_What is being asked_
All lines from the one that mentions "Annotation task: tag one point per instance of the ocean" through the last of the entries below must be copied exactly, with both ends kept.

_Material to process_
"""

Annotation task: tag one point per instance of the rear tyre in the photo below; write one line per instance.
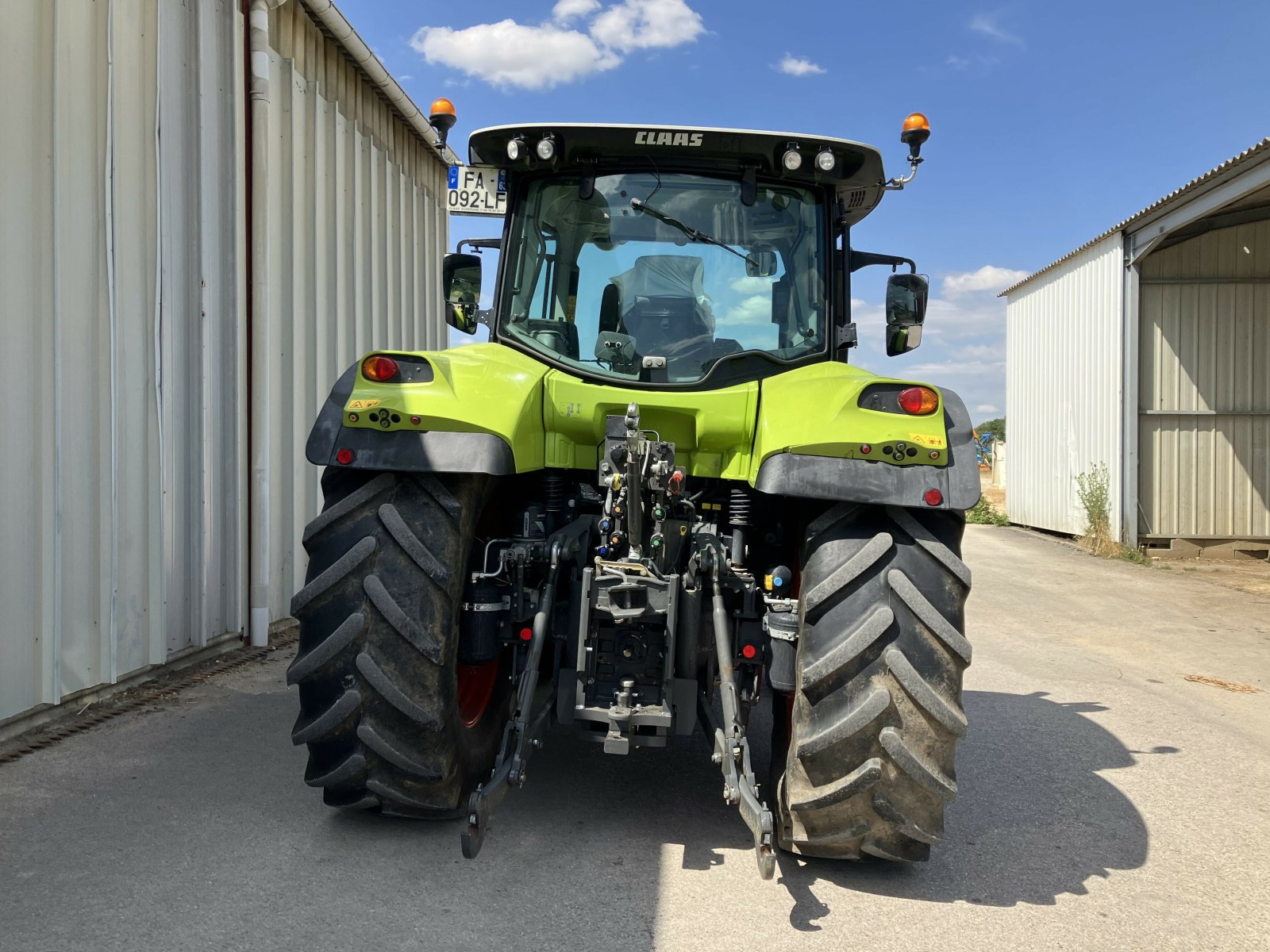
(378, 662)
(869, 753)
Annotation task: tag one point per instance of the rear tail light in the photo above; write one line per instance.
(379, 368)
(918, 401)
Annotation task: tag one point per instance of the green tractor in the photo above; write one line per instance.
(657, 493)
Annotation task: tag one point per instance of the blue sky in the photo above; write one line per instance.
(1051, 122)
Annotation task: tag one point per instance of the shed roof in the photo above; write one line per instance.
(1210, 178)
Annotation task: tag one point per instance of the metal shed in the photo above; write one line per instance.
(1147, 349)
(203, 225)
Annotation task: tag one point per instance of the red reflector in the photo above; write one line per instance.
(918, 401)
(379, 368)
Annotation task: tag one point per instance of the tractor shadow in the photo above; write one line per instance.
(1034, 819)
(1034, 822)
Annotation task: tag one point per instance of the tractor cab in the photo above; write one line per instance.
(672, 258)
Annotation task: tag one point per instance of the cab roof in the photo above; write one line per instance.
(857, 175)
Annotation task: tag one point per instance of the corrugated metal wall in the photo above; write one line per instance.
(1064, 386)
(1204, 386)
(359, 228)
(118, 260)
(122, 251)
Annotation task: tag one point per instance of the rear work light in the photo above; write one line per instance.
(918, 401)
(379, 368)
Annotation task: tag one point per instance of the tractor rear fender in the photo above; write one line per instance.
(816, 441)
(470, 409)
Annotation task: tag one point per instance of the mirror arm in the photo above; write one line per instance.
(478, 244)
(863, 259)
(897, 184)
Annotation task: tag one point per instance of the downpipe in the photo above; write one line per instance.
(258, 554)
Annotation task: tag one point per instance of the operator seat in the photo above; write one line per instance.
(664, 306)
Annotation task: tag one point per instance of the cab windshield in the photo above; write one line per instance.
(657, 277)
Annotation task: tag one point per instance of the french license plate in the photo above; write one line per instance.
(475, 190)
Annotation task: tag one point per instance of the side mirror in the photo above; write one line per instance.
(460, 281)
(761, 264)
(906, 310)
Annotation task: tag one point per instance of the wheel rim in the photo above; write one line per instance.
(476, 685)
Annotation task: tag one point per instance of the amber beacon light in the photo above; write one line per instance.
(442, 117)
(918, 130)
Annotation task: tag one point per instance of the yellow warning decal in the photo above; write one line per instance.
(926, 441)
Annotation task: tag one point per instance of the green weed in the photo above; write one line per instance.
(986, 514)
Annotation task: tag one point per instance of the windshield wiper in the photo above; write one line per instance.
(694, 234)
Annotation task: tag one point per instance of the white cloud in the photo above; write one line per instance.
(799, 67)
(645, 25)
(987, 25)
(986, 278)
(753, 313)
(963, 340)
(568, 10)
(511, 54)
(752, 286)
(508, 54)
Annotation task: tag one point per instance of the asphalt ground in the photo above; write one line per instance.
(1105, 804)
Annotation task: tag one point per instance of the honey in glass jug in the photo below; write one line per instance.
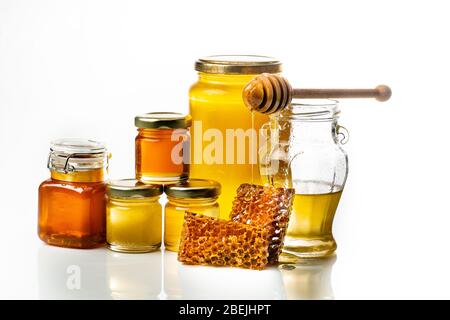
(224, 133)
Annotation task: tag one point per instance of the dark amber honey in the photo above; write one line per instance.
(72, 203)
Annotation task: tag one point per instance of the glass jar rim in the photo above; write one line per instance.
(238, 64)
(194, 189)
(163, 120)
(312, 110)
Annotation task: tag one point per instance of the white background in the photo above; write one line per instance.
(85, 68)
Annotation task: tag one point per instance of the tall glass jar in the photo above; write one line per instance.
(222, 146)
(197, 196)
(304, 152)
(72, 202)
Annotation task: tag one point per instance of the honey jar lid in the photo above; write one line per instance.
(163, 120)
(131, 188)
(238, 64)
(194, 188)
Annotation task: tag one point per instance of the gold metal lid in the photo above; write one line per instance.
(163, 120)
(194, 188)
(131, 188)
(238, 64)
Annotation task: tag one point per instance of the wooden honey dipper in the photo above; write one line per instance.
(270, 93)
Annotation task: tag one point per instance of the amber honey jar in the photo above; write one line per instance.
(162, 147)
(224, 134)
(133, 216)
(196, 196)
(72, 202)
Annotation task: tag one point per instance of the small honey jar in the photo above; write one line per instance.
(197, 196)
(133, 216)
(162, 147)
(72, 202)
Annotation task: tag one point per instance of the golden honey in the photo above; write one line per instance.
(162, 147)
(222, 147)
(71, 210)
(310, 227)
(196, 196)
(133, 216)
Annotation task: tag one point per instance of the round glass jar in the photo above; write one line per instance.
(162, 146)
(72, 202)
(219, 114)
(133, 216)
(197, 196)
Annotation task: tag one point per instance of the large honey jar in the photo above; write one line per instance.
(72, 203)
(133, 216)
(224, 133)
(304, 151)
(197, 196)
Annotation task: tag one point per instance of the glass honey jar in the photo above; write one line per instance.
(162, 147)
(197, 196)
(72, 202)
(223, 144)
(304, 151)
(133, 216)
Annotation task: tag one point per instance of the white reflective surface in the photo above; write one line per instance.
(103, 274)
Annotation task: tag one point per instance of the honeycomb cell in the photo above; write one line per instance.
(266, 207)
(211, 241)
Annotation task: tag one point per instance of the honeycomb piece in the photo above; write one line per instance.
(267, 207)
(210, 241)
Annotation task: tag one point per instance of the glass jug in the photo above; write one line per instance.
(303, 151)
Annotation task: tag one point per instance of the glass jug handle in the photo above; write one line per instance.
(342, 134)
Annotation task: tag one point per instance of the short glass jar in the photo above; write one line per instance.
(162, 147)
(197, 196)
(304, 151)
(133, 216)
(72, 202)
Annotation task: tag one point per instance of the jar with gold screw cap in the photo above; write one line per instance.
(162, 147)
(133, 216)
(72, 202)
(197, 196)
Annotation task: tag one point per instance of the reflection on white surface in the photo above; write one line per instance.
(103, 274)
(309, 279)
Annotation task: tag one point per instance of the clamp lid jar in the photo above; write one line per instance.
(196, 195)
(162, 147)
(77, 159)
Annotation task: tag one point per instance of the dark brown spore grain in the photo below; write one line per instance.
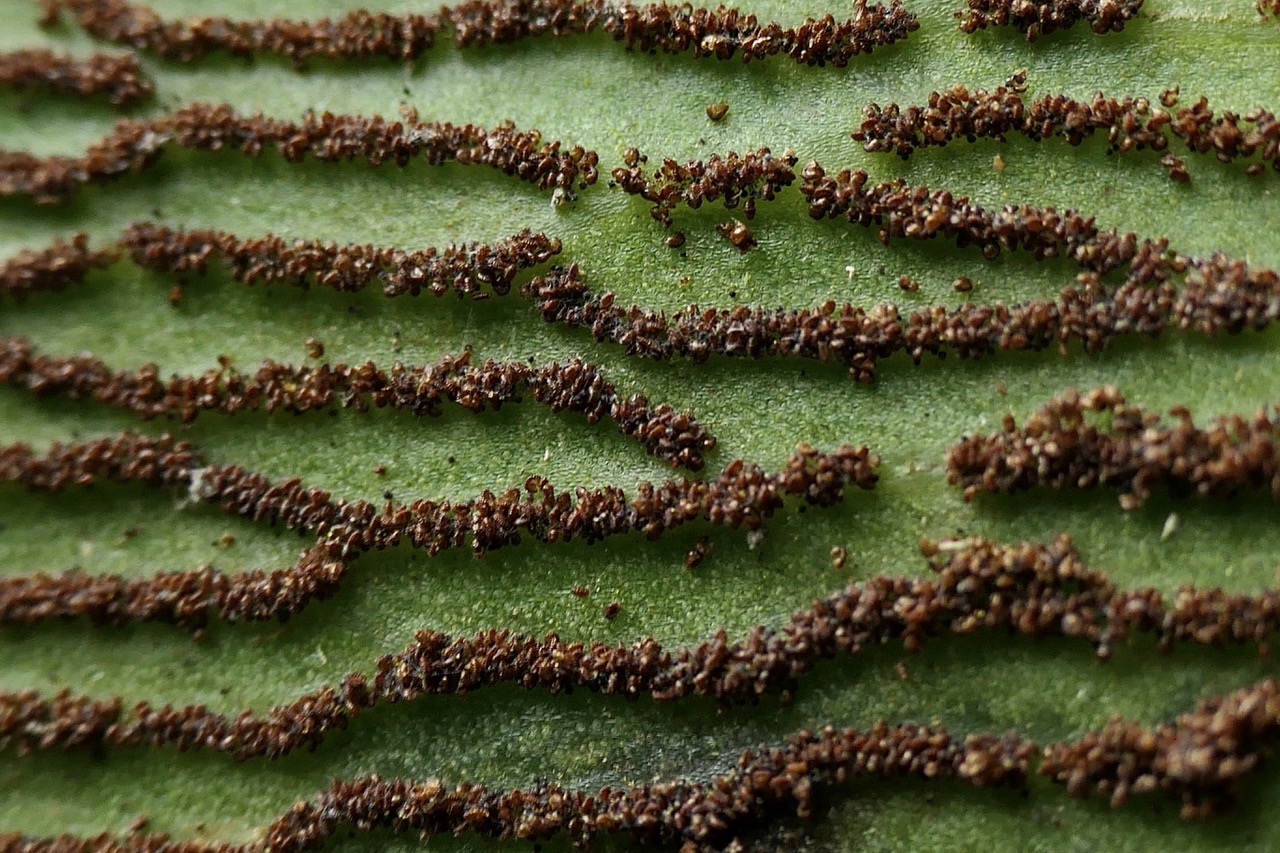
(575, 386)
(1038, 18)
(53, 269)
(672, 28)
(467, 269)
(136, 144)
(118, 77)
(741, 496)
(1063, 446)
(1129, 123)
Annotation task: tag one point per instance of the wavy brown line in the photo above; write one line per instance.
(1043, 17)
(475, 270)
(1032, 589)
(1129, 123)
(1036, 589)
(721, 32)
(1219, 295)
(575, 386)
(1136, 451)
(740, 496)
(137, 144)
(119, 78)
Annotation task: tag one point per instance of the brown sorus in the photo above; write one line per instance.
(1043, 17)
(1129, 123)
(1197, 760)
(346, 529)
(118, 77)
(1219, 296)
(1031, 589)
(136, 144)
(575, 386)
(732, 179)
(51, 269)
(739, 235)
(1138, 452)
(466, 269)
(672, 28)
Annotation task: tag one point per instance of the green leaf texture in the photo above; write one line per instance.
(590, 91)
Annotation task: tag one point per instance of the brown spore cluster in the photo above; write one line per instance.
(119, 77)
(741, 496)
(1219, 296)
(1038, 18)
(900, 211)
(1034, 589)
(1100, 439)
(474, 270)
(136, 144)
(1031, 589)
(1129, 123)
(575, 386)
(732, 179)
(54, 268)
(722, 32)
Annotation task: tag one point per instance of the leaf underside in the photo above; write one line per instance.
(590, 91)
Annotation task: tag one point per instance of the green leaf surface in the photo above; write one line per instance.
(590, 91)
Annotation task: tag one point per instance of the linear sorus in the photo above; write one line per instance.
(1219, 296)
(735, 179)
(900, 211)
(1197, 761)
(470, 269)
(55, 268)
(1129, 123)
(1063, 446)
(1038, 18)
(119, 77)
(136, 144)
(1031, 588)
(741, 496)
(672, 28)
(575, 386)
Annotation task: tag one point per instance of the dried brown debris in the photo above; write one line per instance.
(60, 265)
(741, 496)
(475, 270)
(672, 28)
(119, 77)
(1100, 439)
(732, 179)
(136, 144)
(575, 386)
(1038, 18)
(1129, 123)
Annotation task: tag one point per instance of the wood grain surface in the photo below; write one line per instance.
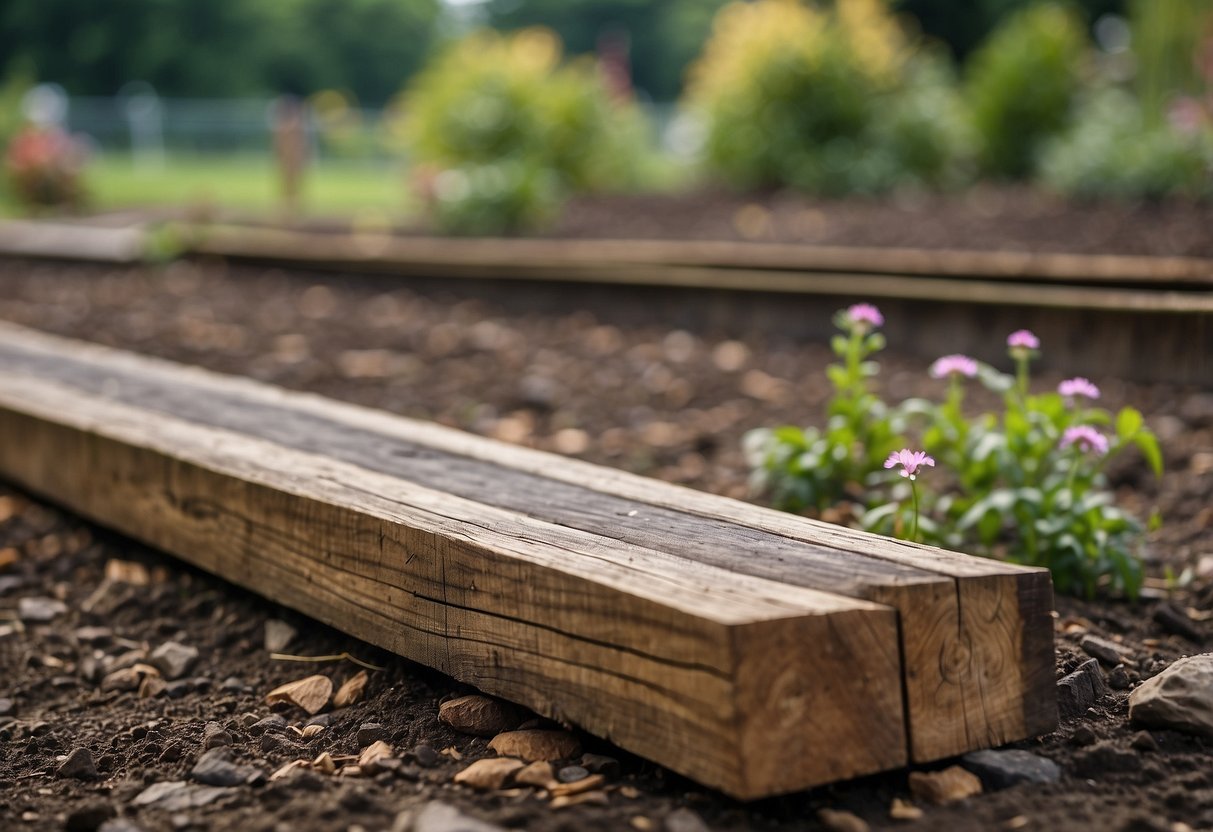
(967, 642)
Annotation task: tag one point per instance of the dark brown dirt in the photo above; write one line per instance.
(986, 217)
(983, 218)
(671, 404)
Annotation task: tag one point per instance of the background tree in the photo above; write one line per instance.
(220, 47)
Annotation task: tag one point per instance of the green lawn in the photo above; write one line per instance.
(245, 183)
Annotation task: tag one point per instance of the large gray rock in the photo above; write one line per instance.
(1006, 768)
(174, 660)
(437, 816)
(1179, 697)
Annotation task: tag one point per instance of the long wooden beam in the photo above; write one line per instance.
(431, 252)
(756, 651)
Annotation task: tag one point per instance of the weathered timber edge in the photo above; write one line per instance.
(676, 662)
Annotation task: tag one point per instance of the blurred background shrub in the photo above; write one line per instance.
(1021, 85)
(831, 97)
(825, 100)
(502, 129)
(44, 166)
(1115, 150)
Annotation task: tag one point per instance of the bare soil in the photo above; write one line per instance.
(575, 380)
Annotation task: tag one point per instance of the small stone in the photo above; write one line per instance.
(78, 764)
(234, 684)
(351, 690)
(570, 774)
(437, 816)
(369, 733)
(152, 687)
(126, 659)
(590, 784)
(586, 798)
(279, 634)
(89, 818)
(178, 796)
(127, 571)
(1081, 689)
(905, 810)
(534, 745)
(1118, 678)
(119, 825)
(1003, 769)
(40, 610)
(311, 694)
(178, 689)
(277, 744)
(947, 786)
(288, 770)
(425, 756)
(842, 821)
(1083, 736)
(537, 774)
(274, 722)
(1109, 653)
(478, 716)
(214, 736)
(372, 754)
(1178, 624)
(1144, 742)
(174, 660)
(94, 636)
(215, 768)
(1180, 697)
(601, 764)
(684, 820)
(488, 774)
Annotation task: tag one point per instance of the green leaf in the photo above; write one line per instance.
(1128, 422)
(1149, 446)
(880, 518)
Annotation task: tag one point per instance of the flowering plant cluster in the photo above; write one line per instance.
(44, 166)
(1025, 483)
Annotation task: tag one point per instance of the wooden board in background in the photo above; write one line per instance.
(975, 636)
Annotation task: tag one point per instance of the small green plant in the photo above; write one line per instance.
(500, 130)
(1025, 483)
(1021, 85)
(816, 468)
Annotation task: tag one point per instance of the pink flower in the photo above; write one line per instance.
(865, 315)
(910, 461)
(1078, 386)
(1023, 340)
(1087, 439)
(950, 365)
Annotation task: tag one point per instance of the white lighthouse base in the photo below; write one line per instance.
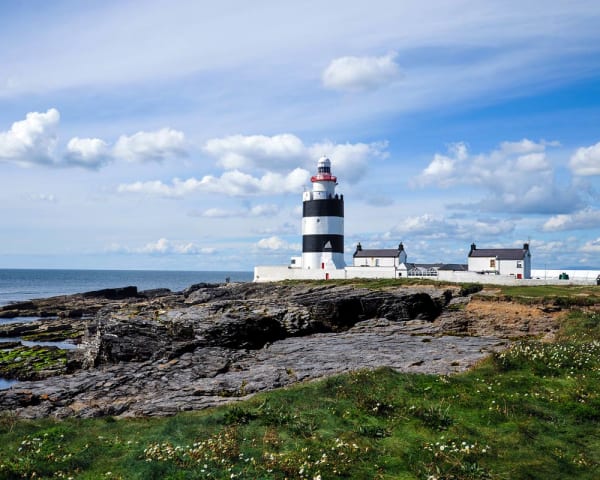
(271, 273)
(276, 273)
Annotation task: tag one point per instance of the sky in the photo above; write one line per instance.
(180, 135)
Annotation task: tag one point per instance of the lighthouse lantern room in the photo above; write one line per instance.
(323, 221)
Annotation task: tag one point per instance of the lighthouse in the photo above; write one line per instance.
(323, 221)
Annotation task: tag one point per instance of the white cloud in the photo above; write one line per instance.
(586, 161)
(163, 246)
(234, 183)
(277, 244)
(361, 73)
(591, 246)
(279, 153)
(585, 219)
(34, 141)
(87, 152)
(285, 228)
(524, 146)
(349, 161)
(150, 146)
(43, 197)
(517, 176)
(249, 151)
(263, 210)
(31, 141)
(429, 226)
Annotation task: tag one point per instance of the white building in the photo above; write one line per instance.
(501, 261)
(382, 257)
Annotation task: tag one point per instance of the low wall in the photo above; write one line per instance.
(472, 277)
(277, 273)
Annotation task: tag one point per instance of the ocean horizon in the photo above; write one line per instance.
(21, 284)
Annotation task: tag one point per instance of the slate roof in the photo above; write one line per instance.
(378, 252)
(500, 253)
(455, 267)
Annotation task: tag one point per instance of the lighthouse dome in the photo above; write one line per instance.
(324, 165)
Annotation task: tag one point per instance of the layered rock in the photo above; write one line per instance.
(167, 352)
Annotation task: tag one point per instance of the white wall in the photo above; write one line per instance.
(371, 272)
(480, 264)
(277, 273)
(504, 267)
(472, 277)
(372, 261)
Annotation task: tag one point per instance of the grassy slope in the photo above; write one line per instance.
(533, 412)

"""

_Exercise solution_
Annotation task: tag one point per instance of the ocean horizon in the photo above; write one line per instance.
(21, 284)
Annotation task: tag one point per instance of the slate roof in the photo above; write one line per instance.
(378, 252)
(500, 253)
(455, 267)
Annotation task: tag one point per instance of the lighthouse dome in the photo above; write one line per instance.
(324, 165)
Annotation task: tag one point per instance of the layered rock in the photo above; write one line per instance.
(167, 352)
Annotation task: tag one point per instance of the white wall in the photo above; write one line per instance.
(371, 272)
(480, 264)
(277, 273)
(504, 267)
(472, 277)
(372, 261)
Annotation task: tag one point per instance of the grassy slope in the photo above; write one line per instance.
(533, 412)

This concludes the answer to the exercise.